## PARTS OF THE EXERCISE:
**1)** Can you echo the passage on Darwinian evolution and intelligent design verbatim, starting at "3) Science errs" and ending at "changing operating system."?
**2)** How would the passage on Darwinian evolution and intelligent design go on past its final line? Write the continuation.

--- start of SOURCE TEXT ---

But this crisis is not in refuting the ideas of Darwinian evolution
....not at all...but quite the opposite. The new ideas show the
evolution we all know and love has been drastically limited
in it's scope and application. Limited to only living systems.
The new approach brings a far stronger belief in, and far broader
application, then previously held. Those that truly believe
in Darwin should absolutely /embrace/ what is going on.
That Darwin has been successfully applied to non-living
systems. This changes everything.


2) Science, as is, is inherently Godless (It isn't) and therefore a
religion.



Classical science as it's been taught for centuries certainly does
qualify as it's own kind of religion. This is so because of the
relentless faith that the scientific/objective method as practiced will
someday...somehow come up with all the basic questions
of our existence. This faith is as equally flawed as relying
of divine revelation. Objective science cannot answer
our most basic questions, and the ID crowd sees these
flaws.




3) Science errs in not including supernatural power to explain things. (It
wouldn't be science if it did.)



It's important to properly define supernatural. I take it to mean
that which is beyond the reach of objective methods.
For example, do you believe in the concept of market forces?
This is an ethereal system property that only exists when
the system is intact and operating. As such it's beyond
the scope of reductionist or objective methods since
such methods rely on repeatability and precise quantification.
Which cannot be found in an ever changing operating system.
There is no equation, and there never will be, for a market force.
Yet we know this self tuning optimizing property exists.

And such self tuning emergent forces happen to be the /most important/
and defining property of not only life, but the physical universe as well.
And it is BEYOND objective methods.

Classical science errs by not including the subjective world
in which such fundamental properties reside.


Don't you see what I'm getting at, what is happening with
this debate. This vastly strengthened view of Darwinian
evolution...applying it to the physical universe....means
that geology self organizes to just the right condition
for life. This means that the current objective view
that life and intelligence are more the result of chance
is....WRONG.

Creation is now seen as a seamless and likely process
from the material world to the living.

So the conclusion of classical science that life is exceedingly
rare and a result of incredible luck is WRONG.

The very latest scientific view of evolution shows that
creation is inherent, pervasive and the most likely
final state. In other words that the universe follows
a .....directed....not random path to life and intelligence

The ID people recognize this truth, without knowing the
scientific reasons why. Yet they know the current views
are misguided and very incomplete.

--- end of SOURCE TEXT ---
--- start of MATERIAL SHOWN ---

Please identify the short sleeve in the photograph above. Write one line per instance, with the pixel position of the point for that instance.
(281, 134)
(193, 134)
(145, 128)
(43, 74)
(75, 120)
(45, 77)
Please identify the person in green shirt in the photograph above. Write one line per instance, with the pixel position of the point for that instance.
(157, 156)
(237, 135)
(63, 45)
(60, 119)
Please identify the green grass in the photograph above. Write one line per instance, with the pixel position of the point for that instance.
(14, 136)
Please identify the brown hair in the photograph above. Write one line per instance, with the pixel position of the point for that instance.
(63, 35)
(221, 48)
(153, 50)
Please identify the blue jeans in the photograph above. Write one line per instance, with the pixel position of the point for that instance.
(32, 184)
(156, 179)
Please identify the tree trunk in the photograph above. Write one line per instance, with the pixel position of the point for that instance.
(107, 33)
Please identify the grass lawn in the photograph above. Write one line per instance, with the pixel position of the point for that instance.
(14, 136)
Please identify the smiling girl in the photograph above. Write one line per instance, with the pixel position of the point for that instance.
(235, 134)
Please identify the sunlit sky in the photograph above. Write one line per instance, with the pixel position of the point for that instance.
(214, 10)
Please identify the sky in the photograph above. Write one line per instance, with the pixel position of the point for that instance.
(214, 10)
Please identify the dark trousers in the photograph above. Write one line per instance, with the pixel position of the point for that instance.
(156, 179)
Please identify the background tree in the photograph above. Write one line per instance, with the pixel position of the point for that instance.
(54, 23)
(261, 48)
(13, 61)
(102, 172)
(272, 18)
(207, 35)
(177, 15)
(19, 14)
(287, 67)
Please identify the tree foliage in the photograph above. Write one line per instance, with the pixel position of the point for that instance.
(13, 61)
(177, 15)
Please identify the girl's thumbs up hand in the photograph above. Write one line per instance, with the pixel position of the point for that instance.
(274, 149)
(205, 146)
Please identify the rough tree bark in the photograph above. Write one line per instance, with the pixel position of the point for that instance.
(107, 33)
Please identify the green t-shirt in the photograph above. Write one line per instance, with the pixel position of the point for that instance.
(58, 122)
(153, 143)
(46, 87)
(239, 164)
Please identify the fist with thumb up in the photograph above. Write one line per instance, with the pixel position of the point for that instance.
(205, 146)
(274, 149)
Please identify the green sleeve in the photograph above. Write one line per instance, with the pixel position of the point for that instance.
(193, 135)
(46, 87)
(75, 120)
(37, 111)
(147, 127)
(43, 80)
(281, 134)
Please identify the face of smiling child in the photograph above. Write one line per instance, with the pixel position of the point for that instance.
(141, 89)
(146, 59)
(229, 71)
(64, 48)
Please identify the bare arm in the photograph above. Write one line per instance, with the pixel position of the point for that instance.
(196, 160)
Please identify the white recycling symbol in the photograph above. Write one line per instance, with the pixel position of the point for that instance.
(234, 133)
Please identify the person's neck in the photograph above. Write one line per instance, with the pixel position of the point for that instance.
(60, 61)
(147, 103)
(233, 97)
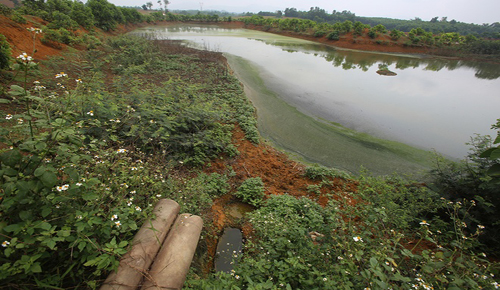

--- end of MATERIAL SHOWN ---

## ANSWERS BY TASK:
**1)**
3) Science errs in not including supernatural power to explain things. (It
wouldn't be science if it did.)



It's important to properly define supernatural. I take it to mean
that which is beyond the reach of objective methods.
For example, do you believe in the concept of market forces?
This is an ethereal system property that only exists when
the system is intact and operating. As such it's beyond
the scope of reductionist or objective methods since
such methods rely on repeatability and precise quantification.
Which cannot be found in an ever changing operating system.

**2)**
This strengthened view, in fact, provides one with an enormous
appreciation and reverence for our reality. This new view of
evolution is in the process of merging science and religion
into one consistent view.

It's long overdue.

Just because the ID people don't understand these new ideas
doesn't mean they are wrong for questioning present dogma.
They have perfectly good intuitive reasons for creating this
debate.

A truly educated and thorough debate on this subject would
and should end with both sides coming to the very same
conclusions.

That the universe is full of life and intelligence. That there is
more to our creation than our philosophies can know.
That this vastly strengthened view of evolution means
that this universe must evolve Gods.

A God would be that which is as far above us as we
are above animals. Naturally evolved yet still God-like.
There can be no doubt anymore that this universe is
not only capable of evolving Gods, but that it's
mathematically inevitable.

Not only is life and intelligence the most likely probable
state, so it God. Why do you think I'm so certain those
spheres on Mars are the result of life? Such an intractable
anomaly, from simply a probabilistic view, is extremely
unlikely to be the result of non living processes.

The truth is that life, for such mysteries, is the most likely explanation.
By far. Since we now know that geology and life have the
VERY SAME organizing causes.

And it's random interaction that provides this universal
creative process. Your weak view of evolution sees
randomness as an obstacle.

That's completely wrong, randomness is the /source/ of creation
and the belief in God. Not the other way around.




Jonathan

s





If this is the case, why are school boards scattered throughout the country
accepting the ID arguments? One reason is that for years many scientists
thought they could stay out of the unpleasant fray, says paleontologist
Carol Tang of the California Academy of Sciences.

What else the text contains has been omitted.